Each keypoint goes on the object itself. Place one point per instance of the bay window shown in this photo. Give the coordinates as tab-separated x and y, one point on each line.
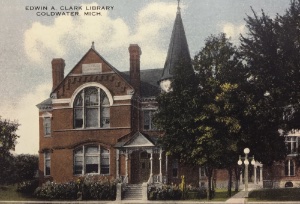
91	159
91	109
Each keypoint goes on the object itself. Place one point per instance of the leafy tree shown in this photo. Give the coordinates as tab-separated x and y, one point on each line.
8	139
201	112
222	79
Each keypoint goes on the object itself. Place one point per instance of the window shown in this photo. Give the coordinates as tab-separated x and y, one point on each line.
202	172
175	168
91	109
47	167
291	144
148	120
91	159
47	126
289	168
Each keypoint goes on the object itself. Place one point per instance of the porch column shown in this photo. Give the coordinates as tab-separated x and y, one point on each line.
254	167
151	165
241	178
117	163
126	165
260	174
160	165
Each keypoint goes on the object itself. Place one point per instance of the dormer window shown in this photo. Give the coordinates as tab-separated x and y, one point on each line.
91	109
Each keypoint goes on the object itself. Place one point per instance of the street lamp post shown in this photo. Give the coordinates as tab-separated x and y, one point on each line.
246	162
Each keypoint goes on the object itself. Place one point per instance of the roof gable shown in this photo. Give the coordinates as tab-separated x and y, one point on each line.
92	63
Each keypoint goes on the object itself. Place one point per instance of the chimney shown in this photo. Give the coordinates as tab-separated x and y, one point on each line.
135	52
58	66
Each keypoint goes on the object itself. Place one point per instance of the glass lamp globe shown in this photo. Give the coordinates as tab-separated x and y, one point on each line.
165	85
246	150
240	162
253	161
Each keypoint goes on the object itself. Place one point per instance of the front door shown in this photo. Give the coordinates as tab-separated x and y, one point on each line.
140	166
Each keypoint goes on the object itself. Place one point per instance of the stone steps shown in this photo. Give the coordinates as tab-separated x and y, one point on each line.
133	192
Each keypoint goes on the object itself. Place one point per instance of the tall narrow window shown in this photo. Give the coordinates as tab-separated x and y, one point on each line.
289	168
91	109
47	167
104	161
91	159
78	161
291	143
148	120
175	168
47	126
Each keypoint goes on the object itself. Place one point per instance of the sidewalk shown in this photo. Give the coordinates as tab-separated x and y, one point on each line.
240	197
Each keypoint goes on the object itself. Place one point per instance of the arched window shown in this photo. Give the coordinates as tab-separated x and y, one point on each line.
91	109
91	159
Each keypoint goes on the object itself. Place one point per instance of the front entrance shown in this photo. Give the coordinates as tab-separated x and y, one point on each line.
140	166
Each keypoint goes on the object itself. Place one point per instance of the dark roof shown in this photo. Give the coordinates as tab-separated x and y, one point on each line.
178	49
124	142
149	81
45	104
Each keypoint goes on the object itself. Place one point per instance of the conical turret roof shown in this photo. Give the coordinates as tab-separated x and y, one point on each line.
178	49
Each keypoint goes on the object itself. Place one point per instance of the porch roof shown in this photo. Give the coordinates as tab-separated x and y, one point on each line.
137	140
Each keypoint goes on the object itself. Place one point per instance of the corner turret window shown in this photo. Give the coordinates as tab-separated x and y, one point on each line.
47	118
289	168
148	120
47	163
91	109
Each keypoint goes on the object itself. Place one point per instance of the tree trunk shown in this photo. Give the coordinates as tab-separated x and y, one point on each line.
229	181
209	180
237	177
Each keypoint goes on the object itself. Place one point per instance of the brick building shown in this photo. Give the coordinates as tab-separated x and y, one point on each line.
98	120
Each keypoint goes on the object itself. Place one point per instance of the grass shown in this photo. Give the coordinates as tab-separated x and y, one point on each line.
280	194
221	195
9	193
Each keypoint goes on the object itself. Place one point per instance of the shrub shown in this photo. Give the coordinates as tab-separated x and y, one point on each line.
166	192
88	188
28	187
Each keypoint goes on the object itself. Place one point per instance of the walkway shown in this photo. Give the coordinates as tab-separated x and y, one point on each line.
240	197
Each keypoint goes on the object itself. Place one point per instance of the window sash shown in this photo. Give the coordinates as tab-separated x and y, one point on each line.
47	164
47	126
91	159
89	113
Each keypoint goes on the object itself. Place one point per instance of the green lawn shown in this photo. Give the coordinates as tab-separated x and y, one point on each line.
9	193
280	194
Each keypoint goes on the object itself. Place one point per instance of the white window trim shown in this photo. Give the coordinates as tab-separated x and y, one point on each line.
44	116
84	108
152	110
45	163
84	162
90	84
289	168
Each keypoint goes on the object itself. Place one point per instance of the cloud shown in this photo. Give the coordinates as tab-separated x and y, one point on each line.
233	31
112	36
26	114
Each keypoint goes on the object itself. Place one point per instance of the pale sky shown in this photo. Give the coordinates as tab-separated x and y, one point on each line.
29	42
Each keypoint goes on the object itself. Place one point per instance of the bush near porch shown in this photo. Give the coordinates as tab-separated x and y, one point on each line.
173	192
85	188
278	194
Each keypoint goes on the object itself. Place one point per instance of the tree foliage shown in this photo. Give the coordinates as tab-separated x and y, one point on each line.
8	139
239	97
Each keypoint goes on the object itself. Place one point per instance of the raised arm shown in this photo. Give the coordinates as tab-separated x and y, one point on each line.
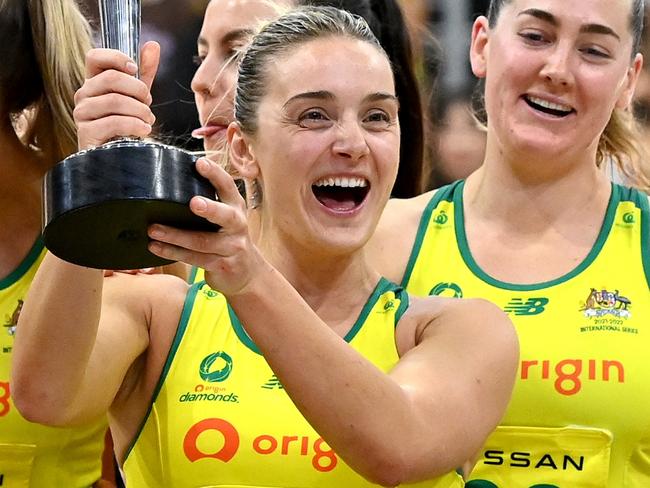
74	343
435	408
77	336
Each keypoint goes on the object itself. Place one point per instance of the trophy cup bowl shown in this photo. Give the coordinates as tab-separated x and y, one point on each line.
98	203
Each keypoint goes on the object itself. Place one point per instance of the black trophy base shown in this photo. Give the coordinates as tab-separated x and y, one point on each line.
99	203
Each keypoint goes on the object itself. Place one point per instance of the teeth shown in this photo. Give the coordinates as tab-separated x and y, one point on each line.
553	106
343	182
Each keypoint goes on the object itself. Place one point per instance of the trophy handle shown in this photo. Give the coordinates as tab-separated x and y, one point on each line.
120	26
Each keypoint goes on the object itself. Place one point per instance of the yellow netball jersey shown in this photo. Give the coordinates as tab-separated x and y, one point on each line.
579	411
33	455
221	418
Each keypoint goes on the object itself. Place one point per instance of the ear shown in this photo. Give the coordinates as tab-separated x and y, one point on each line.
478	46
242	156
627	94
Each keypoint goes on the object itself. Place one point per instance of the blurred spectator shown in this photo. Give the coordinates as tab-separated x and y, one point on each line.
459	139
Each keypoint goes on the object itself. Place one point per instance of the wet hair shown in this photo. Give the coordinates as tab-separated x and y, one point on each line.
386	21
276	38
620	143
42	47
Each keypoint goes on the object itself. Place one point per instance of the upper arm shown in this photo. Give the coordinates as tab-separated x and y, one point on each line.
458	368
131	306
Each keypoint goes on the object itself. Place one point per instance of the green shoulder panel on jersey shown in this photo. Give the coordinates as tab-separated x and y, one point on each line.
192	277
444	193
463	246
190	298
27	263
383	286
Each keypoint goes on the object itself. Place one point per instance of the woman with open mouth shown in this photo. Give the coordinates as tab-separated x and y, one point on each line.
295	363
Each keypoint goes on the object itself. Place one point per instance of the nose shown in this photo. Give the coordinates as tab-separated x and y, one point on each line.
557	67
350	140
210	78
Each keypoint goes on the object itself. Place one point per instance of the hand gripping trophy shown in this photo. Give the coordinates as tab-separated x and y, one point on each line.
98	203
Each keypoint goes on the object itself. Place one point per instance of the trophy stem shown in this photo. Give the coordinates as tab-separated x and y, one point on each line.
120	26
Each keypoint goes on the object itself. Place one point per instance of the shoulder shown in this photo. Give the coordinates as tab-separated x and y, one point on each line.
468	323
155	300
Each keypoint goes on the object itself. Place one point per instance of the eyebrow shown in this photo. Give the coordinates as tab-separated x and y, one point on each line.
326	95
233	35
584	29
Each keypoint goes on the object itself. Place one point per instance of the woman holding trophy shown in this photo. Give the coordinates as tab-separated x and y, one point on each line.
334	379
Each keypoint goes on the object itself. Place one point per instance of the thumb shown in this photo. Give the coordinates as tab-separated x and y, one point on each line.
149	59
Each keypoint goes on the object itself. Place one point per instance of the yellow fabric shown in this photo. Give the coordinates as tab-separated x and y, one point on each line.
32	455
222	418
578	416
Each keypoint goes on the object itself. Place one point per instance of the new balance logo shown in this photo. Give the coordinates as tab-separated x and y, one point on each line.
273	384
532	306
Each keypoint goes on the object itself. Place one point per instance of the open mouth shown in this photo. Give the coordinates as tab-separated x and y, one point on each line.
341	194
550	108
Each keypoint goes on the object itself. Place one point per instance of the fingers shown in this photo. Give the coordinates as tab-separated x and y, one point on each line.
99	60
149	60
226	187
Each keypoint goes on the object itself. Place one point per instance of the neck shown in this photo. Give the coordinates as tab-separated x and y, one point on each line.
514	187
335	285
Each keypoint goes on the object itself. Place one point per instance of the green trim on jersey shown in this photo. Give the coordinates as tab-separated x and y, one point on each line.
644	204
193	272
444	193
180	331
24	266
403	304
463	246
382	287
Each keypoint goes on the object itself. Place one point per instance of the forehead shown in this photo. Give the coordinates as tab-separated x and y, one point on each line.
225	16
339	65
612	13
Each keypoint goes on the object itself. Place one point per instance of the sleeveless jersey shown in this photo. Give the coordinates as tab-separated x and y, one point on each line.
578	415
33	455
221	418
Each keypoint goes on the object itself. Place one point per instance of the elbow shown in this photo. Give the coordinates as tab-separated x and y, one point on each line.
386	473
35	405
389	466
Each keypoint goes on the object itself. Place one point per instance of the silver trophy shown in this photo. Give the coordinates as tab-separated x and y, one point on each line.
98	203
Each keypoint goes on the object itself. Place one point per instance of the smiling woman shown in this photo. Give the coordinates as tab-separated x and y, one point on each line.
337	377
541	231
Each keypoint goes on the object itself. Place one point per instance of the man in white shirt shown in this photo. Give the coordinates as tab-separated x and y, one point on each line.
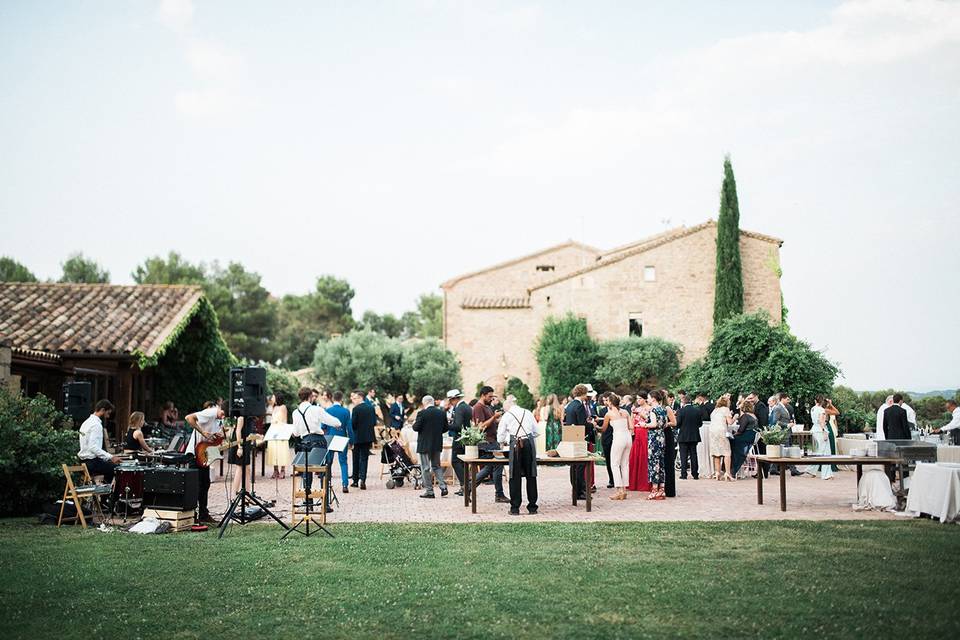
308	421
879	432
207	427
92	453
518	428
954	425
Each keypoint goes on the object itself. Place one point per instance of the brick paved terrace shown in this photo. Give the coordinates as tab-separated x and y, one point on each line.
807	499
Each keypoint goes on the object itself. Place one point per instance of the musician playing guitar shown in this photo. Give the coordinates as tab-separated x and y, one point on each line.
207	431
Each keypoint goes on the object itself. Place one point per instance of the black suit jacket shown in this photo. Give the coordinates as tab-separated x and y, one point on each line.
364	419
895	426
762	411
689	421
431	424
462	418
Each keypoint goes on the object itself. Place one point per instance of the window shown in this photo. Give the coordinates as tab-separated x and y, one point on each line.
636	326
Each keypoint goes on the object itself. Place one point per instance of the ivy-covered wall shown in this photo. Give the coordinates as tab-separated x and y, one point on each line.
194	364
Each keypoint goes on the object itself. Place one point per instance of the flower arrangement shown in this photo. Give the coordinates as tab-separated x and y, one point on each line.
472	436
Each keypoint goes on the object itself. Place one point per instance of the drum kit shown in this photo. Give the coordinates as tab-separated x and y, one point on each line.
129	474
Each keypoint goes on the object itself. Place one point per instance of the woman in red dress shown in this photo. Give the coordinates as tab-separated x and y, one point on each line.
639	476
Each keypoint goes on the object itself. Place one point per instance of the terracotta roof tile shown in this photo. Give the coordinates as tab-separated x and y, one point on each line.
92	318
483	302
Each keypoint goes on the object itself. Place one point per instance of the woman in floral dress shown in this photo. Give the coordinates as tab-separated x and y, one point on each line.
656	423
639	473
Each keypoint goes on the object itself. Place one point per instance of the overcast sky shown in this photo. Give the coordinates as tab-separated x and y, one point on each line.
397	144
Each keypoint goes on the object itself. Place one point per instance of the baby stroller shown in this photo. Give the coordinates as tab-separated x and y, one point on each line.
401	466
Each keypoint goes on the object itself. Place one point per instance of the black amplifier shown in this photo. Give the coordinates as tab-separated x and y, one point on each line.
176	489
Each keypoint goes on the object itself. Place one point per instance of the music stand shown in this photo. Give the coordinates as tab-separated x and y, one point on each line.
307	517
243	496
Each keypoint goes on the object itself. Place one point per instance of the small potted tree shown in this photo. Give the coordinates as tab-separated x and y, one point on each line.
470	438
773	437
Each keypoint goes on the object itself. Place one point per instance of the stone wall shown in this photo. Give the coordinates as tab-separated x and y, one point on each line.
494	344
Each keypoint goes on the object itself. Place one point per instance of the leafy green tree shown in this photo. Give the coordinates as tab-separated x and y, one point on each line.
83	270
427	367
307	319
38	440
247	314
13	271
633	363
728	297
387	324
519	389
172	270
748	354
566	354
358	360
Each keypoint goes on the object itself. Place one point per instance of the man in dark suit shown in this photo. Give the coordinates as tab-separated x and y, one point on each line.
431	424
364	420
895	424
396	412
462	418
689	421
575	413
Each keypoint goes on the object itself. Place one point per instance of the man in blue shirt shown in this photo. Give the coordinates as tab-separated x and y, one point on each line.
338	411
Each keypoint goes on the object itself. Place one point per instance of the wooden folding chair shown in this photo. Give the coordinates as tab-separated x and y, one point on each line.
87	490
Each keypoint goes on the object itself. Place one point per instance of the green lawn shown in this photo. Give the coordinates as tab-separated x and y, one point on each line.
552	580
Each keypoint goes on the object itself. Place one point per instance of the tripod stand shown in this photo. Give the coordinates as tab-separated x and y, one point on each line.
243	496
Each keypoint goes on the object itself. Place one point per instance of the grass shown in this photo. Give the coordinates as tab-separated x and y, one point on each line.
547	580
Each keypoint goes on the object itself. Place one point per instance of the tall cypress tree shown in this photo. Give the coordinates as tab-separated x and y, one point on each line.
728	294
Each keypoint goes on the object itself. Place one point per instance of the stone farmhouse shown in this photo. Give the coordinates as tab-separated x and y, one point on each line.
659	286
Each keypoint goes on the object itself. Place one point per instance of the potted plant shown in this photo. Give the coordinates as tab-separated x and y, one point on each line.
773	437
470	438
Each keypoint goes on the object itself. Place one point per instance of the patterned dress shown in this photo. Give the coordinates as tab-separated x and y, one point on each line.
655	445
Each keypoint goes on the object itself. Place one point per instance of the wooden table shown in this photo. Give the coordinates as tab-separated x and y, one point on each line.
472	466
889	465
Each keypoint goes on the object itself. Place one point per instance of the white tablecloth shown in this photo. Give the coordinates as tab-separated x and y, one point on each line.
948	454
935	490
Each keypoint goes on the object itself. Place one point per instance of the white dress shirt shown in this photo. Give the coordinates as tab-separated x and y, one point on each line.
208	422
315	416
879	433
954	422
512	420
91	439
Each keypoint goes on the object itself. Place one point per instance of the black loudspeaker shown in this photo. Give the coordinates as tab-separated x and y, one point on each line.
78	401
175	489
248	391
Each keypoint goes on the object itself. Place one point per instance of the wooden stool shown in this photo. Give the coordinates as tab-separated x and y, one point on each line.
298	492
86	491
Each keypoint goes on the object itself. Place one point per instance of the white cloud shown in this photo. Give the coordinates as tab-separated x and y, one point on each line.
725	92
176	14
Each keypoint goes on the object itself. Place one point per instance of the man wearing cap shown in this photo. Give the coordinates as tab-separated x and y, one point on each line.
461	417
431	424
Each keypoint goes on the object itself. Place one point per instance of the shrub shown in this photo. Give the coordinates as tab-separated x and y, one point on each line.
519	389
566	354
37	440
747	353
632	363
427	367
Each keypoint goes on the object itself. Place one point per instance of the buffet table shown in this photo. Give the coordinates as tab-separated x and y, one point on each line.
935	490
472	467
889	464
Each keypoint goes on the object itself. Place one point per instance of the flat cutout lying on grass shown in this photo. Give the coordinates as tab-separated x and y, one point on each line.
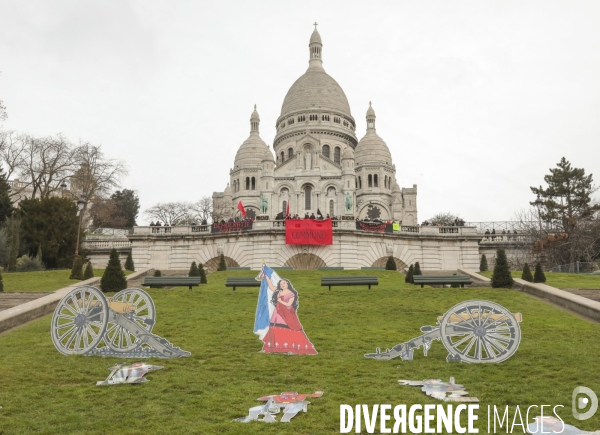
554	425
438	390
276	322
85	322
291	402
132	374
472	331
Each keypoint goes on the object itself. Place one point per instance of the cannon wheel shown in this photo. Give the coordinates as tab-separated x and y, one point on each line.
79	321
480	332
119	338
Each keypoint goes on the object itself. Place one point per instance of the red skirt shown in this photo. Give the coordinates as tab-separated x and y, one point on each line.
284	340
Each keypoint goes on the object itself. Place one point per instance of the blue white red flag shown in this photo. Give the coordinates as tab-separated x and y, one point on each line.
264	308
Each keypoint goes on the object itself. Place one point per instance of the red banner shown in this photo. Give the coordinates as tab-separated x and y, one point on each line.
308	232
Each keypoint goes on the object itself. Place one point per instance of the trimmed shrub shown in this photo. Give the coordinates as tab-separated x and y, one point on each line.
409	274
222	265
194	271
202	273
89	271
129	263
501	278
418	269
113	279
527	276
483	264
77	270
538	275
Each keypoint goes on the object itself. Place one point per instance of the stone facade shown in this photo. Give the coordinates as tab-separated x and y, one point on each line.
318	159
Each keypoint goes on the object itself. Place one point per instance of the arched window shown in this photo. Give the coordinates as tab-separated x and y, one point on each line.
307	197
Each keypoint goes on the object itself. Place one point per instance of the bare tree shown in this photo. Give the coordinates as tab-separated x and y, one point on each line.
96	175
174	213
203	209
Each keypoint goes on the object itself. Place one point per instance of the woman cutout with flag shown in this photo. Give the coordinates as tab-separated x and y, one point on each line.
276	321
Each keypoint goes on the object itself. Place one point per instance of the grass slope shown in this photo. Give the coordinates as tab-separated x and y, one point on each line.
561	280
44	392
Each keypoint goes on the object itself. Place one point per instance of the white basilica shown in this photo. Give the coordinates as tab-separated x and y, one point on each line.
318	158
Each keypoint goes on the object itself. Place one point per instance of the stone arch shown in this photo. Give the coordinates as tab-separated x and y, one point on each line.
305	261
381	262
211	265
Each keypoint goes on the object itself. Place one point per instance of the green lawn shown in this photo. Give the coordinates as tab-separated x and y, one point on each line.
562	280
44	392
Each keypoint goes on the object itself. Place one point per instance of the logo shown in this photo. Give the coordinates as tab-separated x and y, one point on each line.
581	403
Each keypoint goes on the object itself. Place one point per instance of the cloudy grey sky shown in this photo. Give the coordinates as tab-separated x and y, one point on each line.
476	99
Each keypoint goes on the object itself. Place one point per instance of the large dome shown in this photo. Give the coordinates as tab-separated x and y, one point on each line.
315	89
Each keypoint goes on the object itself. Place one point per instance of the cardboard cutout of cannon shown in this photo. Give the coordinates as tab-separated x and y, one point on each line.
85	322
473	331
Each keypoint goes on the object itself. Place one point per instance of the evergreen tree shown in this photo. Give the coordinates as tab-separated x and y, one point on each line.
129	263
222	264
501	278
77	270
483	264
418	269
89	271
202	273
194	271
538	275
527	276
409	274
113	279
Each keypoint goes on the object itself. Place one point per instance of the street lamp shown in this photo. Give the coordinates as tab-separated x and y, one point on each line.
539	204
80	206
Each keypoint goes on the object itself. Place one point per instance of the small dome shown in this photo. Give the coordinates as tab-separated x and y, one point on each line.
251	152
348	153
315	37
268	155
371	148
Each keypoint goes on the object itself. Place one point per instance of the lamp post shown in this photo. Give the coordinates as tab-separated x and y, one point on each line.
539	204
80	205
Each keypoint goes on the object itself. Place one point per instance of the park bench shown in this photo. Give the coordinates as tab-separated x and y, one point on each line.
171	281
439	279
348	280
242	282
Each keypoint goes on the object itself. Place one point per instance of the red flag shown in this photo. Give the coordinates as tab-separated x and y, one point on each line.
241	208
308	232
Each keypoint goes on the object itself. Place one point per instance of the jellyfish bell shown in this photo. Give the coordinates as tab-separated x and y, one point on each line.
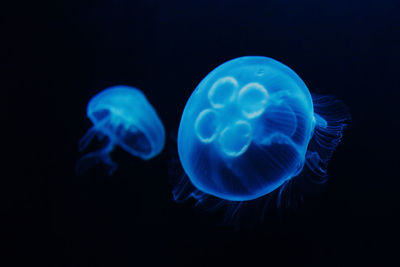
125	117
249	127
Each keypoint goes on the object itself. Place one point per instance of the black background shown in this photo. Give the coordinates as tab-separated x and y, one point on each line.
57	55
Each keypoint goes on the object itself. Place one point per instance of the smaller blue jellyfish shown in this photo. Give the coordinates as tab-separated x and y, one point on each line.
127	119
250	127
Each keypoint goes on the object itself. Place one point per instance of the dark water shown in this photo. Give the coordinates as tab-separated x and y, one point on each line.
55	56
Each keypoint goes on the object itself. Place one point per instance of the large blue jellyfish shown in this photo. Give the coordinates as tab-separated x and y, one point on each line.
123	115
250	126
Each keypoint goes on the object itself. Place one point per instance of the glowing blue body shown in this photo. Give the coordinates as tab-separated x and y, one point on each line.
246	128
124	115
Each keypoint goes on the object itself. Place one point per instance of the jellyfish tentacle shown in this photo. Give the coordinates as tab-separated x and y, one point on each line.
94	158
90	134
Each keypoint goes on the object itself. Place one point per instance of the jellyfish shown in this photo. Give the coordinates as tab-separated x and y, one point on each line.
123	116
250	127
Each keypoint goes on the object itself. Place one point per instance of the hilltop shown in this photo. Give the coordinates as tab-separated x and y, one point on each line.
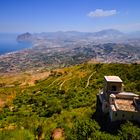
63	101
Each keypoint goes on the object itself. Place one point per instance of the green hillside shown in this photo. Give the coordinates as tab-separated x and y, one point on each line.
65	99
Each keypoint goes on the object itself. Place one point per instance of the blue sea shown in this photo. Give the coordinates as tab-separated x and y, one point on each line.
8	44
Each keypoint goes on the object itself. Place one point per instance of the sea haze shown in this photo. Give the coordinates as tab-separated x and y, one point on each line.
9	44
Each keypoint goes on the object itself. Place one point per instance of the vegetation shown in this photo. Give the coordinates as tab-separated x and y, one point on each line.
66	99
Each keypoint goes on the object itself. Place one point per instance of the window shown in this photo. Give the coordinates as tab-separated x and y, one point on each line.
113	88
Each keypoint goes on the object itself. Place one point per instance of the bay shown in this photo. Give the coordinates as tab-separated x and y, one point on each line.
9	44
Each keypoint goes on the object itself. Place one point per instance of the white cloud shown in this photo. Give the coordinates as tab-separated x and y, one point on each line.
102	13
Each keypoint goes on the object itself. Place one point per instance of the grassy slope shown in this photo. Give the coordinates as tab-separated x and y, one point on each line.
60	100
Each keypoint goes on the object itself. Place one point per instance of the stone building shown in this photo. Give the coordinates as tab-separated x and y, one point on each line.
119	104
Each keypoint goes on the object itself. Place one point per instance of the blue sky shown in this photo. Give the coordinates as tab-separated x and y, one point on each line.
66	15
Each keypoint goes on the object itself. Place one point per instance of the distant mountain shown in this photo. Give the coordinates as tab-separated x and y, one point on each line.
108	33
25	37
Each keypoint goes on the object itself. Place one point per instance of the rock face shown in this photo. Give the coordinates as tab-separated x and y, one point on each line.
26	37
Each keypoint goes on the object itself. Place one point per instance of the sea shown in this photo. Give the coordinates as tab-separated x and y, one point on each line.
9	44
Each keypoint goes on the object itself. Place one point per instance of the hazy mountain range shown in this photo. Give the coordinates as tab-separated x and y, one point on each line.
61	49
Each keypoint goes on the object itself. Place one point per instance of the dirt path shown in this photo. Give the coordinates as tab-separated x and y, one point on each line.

→ **PROBLEM DETAILS**
There is a line above that contains "the sea shown". Copy it and all later lines through the last, exactly, and leave out the rest.

→ **ANSWER BELOW**
Each keypoint goes on the object itself. Place one point per instance of the sea shown in this photo. Give the coordinates as tab-separated x and y, one point on each line.
9	44
Each keypoint goes on the object itself. Place one point per instance of the hazy mountain range shown in this photo. Give the coordinates as tab-separated x and y, one point on each line.
61	49
Each keypoint goes on the object itself. Place one point per instance of the dirt path shown in this photo. Give the coordinates as tab-separated x and y, one point on each line.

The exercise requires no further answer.